Exercise directions:
Copy out every record below, word for word.

Stored data:

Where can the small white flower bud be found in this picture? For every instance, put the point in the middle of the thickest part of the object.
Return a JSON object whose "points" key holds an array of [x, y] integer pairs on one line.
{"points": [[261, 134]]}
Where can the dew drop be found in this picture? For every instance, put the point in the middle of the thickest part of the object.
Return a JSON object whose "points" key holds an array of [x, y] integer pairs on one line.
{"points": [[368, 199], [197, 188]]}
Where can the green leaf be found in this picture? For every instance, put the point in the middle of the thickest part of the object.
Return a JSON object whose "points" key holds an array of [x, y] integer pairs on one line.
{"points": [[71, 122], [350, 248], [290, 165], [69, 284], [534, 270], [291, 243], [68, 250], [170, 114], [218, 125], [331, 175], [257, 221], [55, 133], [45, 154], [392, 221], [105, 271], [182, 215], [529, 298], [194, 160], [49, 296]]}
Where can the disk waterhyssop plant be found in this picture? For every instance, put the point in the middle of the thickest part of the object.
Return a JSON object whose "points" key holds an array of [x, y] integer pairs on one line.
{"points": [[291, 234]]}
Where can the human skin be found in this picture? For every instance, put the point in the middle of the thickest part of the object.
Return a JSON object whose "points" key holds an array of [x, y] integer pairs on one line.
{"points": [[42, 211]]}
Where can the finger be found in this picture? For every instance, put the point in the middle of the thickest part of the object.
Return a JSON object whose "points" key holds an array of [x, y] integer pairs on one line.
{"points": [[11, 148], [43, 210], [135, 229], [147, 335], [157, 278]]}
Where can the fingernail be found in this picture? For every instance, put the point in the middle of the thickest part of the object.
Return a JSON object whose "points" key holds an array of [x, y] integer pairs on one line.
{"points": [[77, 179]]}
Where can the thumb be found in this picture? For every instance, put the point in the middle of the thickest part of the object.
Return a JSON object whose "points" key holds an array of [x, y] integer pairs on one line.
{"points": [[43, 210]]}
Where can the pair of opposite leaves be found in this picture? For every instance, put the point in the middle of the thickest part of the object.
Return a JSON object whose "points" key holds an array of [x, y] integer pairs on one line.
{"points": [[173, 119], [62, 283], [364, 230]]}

Task output:
Where can the small white flower bud be found in this picture? For every instance, put the point in the middle of the thickest part of the object.
Return a JSON object whose "points" key holds an array of [x, y] integer pairs on one line.
{"points": [[261, 134]]}
Where can the dew drop be found in this picture? For every instance, put the point in the middle of the thickest part of the object.
Return a JSON object whose "points" key holds an array of [x, y] integer pairs on one line.
{"points": [[368, 199], [197, 188]]}
Where can the green leaf be found in this picture? For every instance, put the point in the middle of the thickest part of the object.
Return a JSON object whose "points" key holds an array of [x, y] integer pairs on one line.
{"points": [[71, 122], [350, 248], [290, 165], [69, 284], [534, 270], [291, 243], [68, 250], [170, 114], [218, 125], [331, 175], [257, 221], [55, 133], [45, 154], [392, 221], [105, 271], [182, 215], [529, 298], [194, 160], [49, 296]]}
Where can the disk waterhyssop plant be found in this picture? For every instance, put the point in the middle of the thickest part of the object.
Return a JSON object whose "points" key holds an array of [x, y] integer pairs on one line.
{"points": [[291, 234]]}
Where can the human skin be found in this picture? For every instance, put the point in the middle of the thickest part of the object.
Return a JSON object whose "points" key holds an array of [x, y] integer pairs on one line.
{"points": [[42, 211]]}
Where can the finger be found in this picture? For every instance, put the point in the middle of the thickest part of the object.
Return a JSON object whose "points" key holds an array of [x, y] integer pairs on one line.
{"points": [[11, 148], [43, 210], [135, 229], [147, 335], [157, 278]]}
Where can the fingernail be found in this picture? For every instance, put the point in the middle of the thickest part of the object.
Return a JSON object whose "points" key holds an array of [x, y] integer pairs on one line.
{"points": [[77, 179]]}
Where can the thumb be found in this picture? For every instance, put the point in the middle of the thickest part of the object.
Return a JSON object whose "points" key holds an array of [x, y] integer pairs on one line.
{"points": [[43, 210]]}
Where can the pair of opposite leaves be found in this picture? For every instance, put the point in the middle of the thickest part of the object.
Return a JSON object whose "points" key holds an array of [x, y] integer pairs on one line.
{"points": [[173, 119], [62, 283], [364, 230]]}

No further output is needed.